Segmentation annotation lines:

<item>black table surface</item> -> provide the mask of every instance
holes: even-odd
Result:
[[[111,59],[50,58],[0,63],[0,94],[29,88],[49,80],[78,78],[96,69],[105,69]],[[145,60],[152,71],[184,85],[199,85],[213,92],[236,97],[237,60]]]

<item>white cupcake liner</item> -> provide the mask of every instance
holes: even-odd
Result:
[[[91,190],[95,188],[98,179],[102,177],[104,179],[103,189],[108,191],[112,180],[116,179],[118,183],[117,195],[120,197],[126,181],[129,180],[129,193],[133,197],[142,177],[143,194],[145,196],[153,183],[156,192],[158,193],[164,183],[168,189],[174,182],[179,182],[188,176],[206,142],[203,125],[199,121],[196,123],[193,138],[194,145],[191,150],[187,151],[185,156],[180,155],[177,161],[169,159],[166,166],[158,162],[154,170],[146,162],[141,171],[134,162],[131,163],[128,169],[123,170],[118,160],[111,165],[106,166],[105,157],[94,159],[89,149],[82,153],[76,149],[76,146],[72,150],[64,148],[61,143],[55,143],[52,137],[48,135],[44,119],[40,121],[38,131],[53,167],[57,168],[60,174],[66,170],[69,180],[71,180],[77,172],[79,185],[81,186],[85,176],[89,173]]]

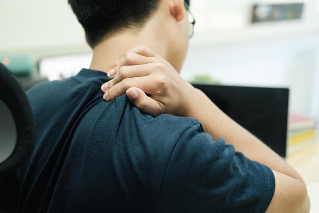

◆ Task objective
Show every line above that contains the word "mask", matching its case exactly.

◆ Result for this task
<item>black table surface</item> -> provide the mask of every instance
<item>white cupcake liner</item> -> provide the mask of every instance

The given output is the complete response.